To do: Reproduce the piece about becoming a beginner again in midlife word for word, from its title to its final sentence.

Selected text:
The New New Beginner.


Chip: We all deserve to become beginners again in midlife as MEA alum Tom Cosgrove suggests here.

I recently found myself on life’s Route 66 and it caused me to reflect on the journey I took in my 65th year when I was invited to MEA.

MEA co-founder Jeff Hamaoui named me The New New Beginner at my MEA graduation, an inspirational title for someone headed into the last quarter of life.  His message to me made clear that when I realized “my beloved was my teacher,” and my “pain was where (I) needed to go” that my cohort – Brand New Day – saw me and I should “keep going there.”  

He continued that my challenge going forward was to be as courageous with the people I love in my life as I was with myself in Pescadero.  A few weeks later I came across three pieces of wisdom that have kept me on a courageous journey down my Route 66 and beyond.  

First, was an essay by the “cultural activator” Alixa García titled Becoming Imaginal that taught me something new about our midlife cocoon and the “messy middle.”

…the caterpillar enters a suspended death. It is here, amidst the complete cellular breakdown, where something miraculous starts to happen: imaginal cells are born. Imaginal cells have the information code for the butterfly. While no single imaginal cell has all the information, collectively, out of apparent death, they bring forth the majestic creature. How poetic that scientists knew to call them imaginal, for indeed they are keepers of imagination.”

Data under study:
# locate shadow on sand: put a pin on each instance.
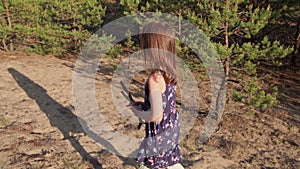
(59, 116)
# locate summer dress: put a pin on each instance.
(160, 148)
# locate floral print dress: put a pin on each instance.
(160, 148)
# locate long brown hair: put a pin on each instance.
(158, 40)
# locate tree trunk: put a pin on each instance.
(227, 62)
(296, 53)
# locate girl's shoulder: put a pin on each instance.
(155, 82)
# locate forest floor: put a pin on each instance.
(39, 127)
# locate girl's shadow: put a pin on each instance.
(59, 116)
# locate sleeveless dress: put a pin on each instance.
(160, 148)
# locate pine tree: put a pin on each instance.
(233, 27)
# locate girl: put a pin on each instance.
(160, 148)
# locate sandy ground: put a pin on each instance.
(39, 127)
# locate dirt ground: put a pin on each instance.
(39, 127)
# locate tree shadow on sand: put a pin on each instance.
(59, 116)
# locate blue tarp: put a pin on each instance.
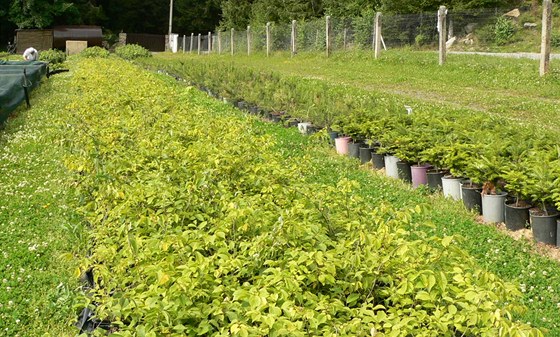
(17, 79)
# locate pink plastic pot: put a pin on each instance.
(419, 175)
(341, 145)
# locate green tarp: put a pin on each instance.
(17, 78)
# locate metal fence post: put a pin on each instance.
(192, 43)
(231, 42)
(219, 43)
(442, 14)
(293, 40)
(248, 40)
(328, 34)
(267, 39)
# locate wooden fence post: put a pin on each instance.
(248, 40)
(192, 43)
(267, 39)
(545, 38)
(231, 42)
(293, 40)
(442, 14)
(377, 43)
(327, 34)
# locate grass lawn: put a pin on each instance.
(39, 231)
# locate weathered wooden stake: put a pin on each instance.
(293, 41)
(442, 14)
(267, 39)
(231, 42)
(545, 38)
(377, 43)
(328, 34)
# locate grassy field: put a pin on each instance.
(40, 231)
(508, 87)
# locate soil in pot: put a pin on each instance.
(543, 225)
(354, 149)
(332, 136)
(391, 169)
(472, 199)
(493, 208)
(365, 154)
(404, 171)
(378, 160)
(434, 178)
(517, 214)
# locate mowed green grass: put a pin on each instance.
(39, 231)
(509, 87)
(538, 277)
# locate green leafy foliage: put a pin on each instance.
(199, 229)
(95, 51)
(132, 51)
(52, 56)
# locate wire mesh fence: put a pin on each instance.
(347, 34)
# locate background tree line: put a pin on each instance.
(201, 15)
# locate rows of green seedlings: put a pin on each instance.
(488, 149)
(198, 228)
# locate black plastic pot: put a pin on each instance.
(332, 136)
(404, 171)
(275, 118)
(472, 199)
(434, 179)
(516, 218)
(378, 160)
(544, 227)
(354, 150)
(365, 154)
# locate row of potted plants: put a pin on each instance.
(494, 153)
(496, 200)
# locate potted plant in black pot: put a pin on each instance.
(487, 170)
(541, 181)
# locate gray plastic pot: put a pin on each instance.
(493, 207)
(391, 166)
(544, 227)
(451, 187)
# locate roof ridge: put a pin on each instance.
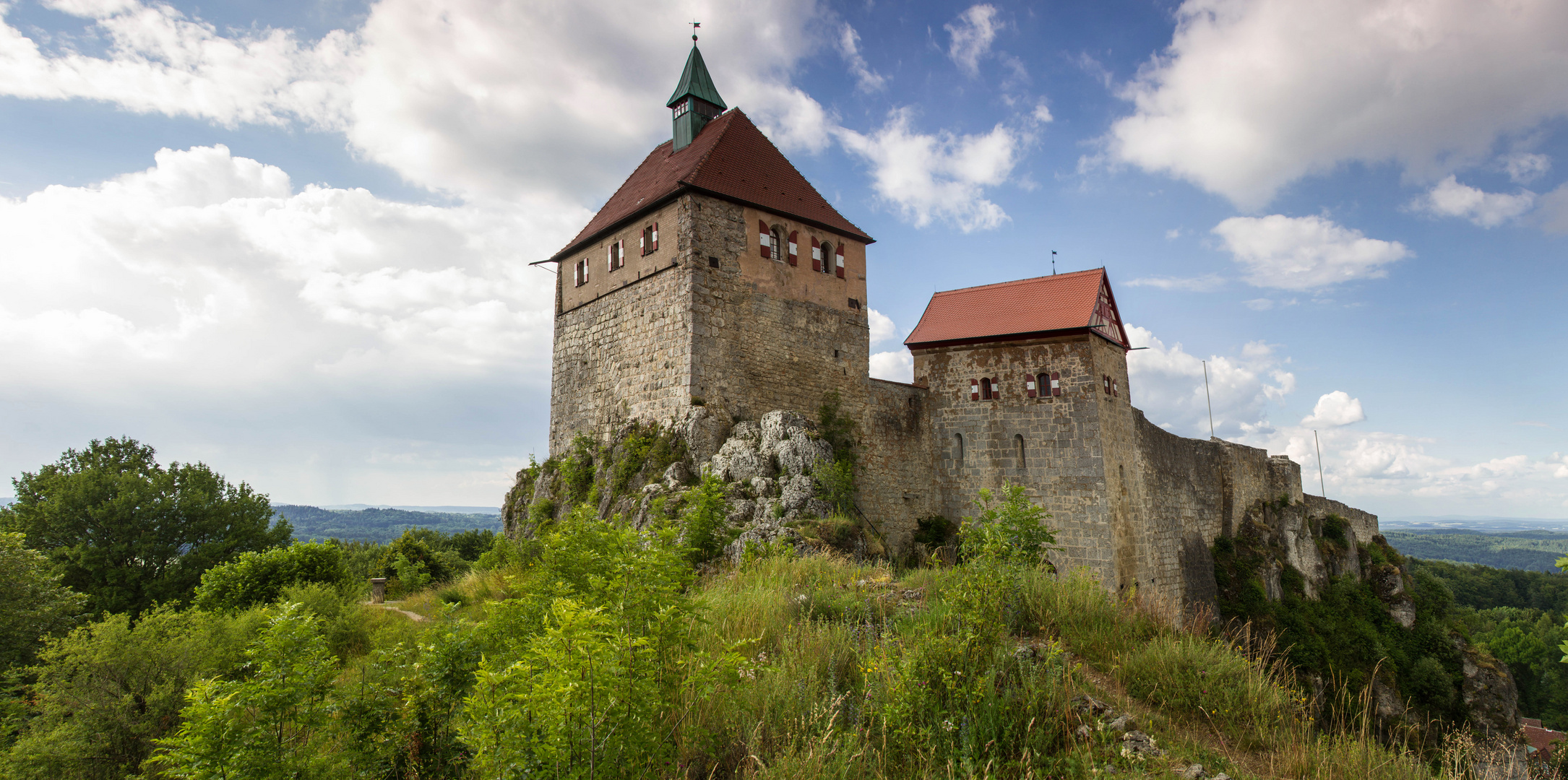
(1020, 281)
(707, 155)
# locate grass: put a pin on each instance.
(860, 671)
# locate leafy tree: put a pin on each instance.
(33, 605)
(269, 726)
(107, 690)
(259, 578)
(127, 532)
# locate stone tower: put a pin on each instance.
(715, 276)
(1029, 384)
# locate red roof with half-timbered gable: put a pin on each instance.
(1022, 309)
(730, 159)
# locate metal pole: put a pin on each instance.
(1206, 396)
(1322, 486)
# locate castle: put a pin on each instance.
(718, 277)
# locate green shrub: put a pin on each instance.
(259, 578)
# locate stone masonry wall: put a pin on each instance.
(762, 339)
(896, 488)
(1194, 493)
(621, 356)
(1062, 464)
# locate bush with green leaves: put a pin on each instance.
(108, 690)
(33, 605)
(259, 578)
(1010, 528)
(705, 519)
(587, 671)
(267, 726)
(129, 532)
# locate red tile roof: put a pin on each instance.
(1026, 308)
(1542, 738)
(730, 159)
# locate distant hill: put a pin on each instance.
(438, 509)
(1529, 550)
(379, 524)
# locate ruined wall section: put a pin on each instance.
(769, 336)
(1062, 462)
(896, 461)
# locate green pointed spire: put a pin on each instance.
(697, 84)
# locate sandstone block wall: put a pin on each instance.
(896, 488)
(1363, 524)
(975, 443)
(623, 356)
(762, 340)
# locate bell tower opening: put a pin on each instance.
(695, 100)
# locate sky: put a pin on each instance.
(292, 238)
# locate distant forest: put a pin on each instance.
(1529, 550)
(375, 525)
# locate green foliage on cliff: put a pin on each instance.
(1531, 550)
(259, 578)
(129, 532)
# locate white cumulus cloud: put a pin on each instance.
(316, 329)
(1253, 95)
(936, 176)
(973, 33)
(896, 365)
(882, 328)
(1451, 198)
(1304, 253)
(1335, 410)
(866, 79)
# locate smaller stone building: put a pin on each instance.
(717, 280)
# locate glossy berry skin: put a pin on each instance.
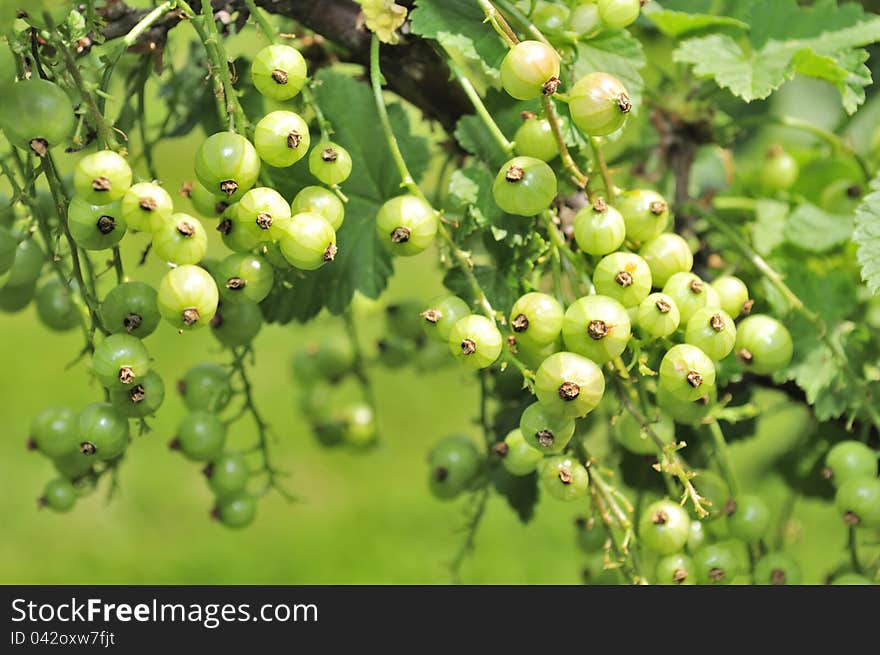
(279, 72)
(59, 495)
(524, 186)
(536, 318)
(646, 214)
(535, 138)
(237, 511)
(545, 431)
(623, 276)
(564, 478)
(102, 431)
(187, 297)
(763, 344)
(519, 458)
(689, 293)
(475, 341)
(748, 518)
(236, 324)
(282, 138)
(712, 331)
(667, 255)
(102, 177)
(131, 308)
(36, 109)
(453, 464)
(56, 307)
(206, 387)
(227, 164)
(330, 163)
(569, 384)
(406, 225)
(599, 104)
(858, 500)
(687, 372)
(527, 68)
(120, 360)
(144, 205)
(658, 316)
(664, 527)
(181, 240)
(228, 475)
(599, 229)
(95, 227)
(676, 569)
(53, 432)
(318, 200)
(597, 327)
(442, 314)
(143, 398)
(848, 460)
(308, 241)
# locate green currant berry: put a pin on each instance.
(599, 229)
(535, 138)
(524, 186)
(687, 372)
(53, 432)
(712, 331)
(143, 398)
(206, 387)
(279, 72)
(537, 318)
(676, 569)
(308, 241)
(181, 240)
(664, 527)
(131, 308)
(227, 164)
(282, 138)
(454, 462)
(119, 360)
(597, 327)
(200, 436)
(545, 431)
(102, 431)
(475, 341)
(623, 276)
(442, 314)
(236, 324)
(228, 475)
(689, 293)
(95, 227)
(763, 345)
(144, 205)
(599, 104)
(406, 225)
(318, 200)
(36, 115)
(858, 500)
(564, 478)
(517, 456)
(56, 307)
(187, 297)
(569, 384)
(330, 163)
(59, 495)
(646, 214)
(848, 460)
(530, 69)
(237, 511)
(658, 316)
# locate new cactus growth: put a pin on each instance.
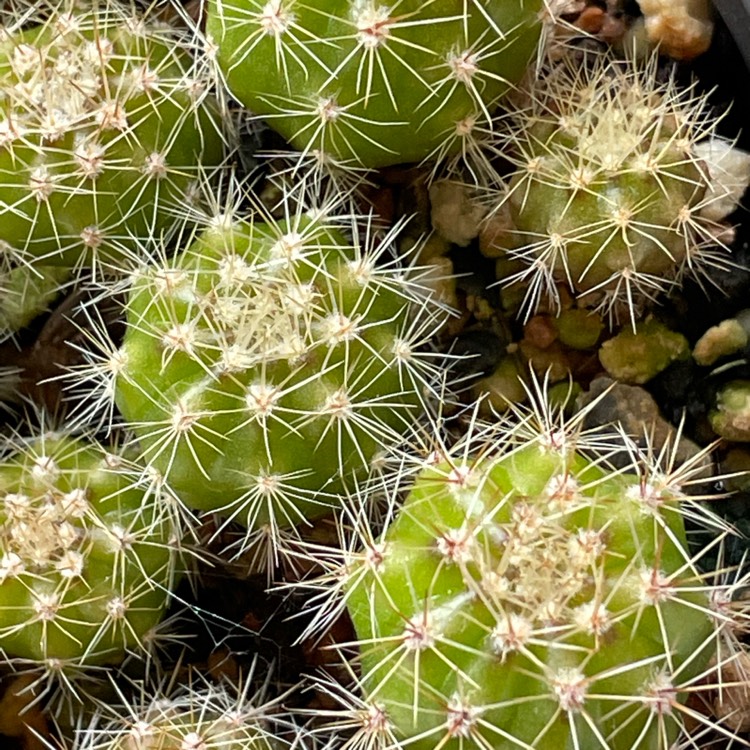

Reply to the exercise:
The New New Beginner.


Chip: We all deserve to become beginners again in midlife as MEA alum Tom Cosgrove suggests here.

I recently found myself on life’s Route 66 and it caused me to reflect on the journey I took in my 65th year when I was invited to MEA.

MEA co-founder Jeff Hamaoui named me The New New Beginner at my MEA graduation, an inspirational title for someone headed into the last quarter of life.  His message to me made clear that when I realized “my beloved was my teacher,” and my “pain was where (I) needed to go” that my cohort – Brand New Day – saw me and I should “keep going there.”  

He continued that my challenge going forward was to be as courageous with the people I love in my life as I was with myself in Pescadero.  A few weeks later I came across three pieces of wisdom that have kept me on a courageous journey down my Route 66 and beyond.  

First, was an essay by the “cultural activator” Alixa García titled Becoming Imaginal that taught me something new about our midlife cocoon and the “messy middle.”

…the caterpillar enters a suspended death. It is here, amidst the complete cellular breakdown, where something miraculous starts to happen: imaginal cells are born. Imaginal cells have the information code for the butterfly. While no single imaginal cell has all the information, collectively, out of apparent death, they bring forth the majestic creature. How poetic that scientists knew to call them imaginal, for indeed they are keepers of imagination.”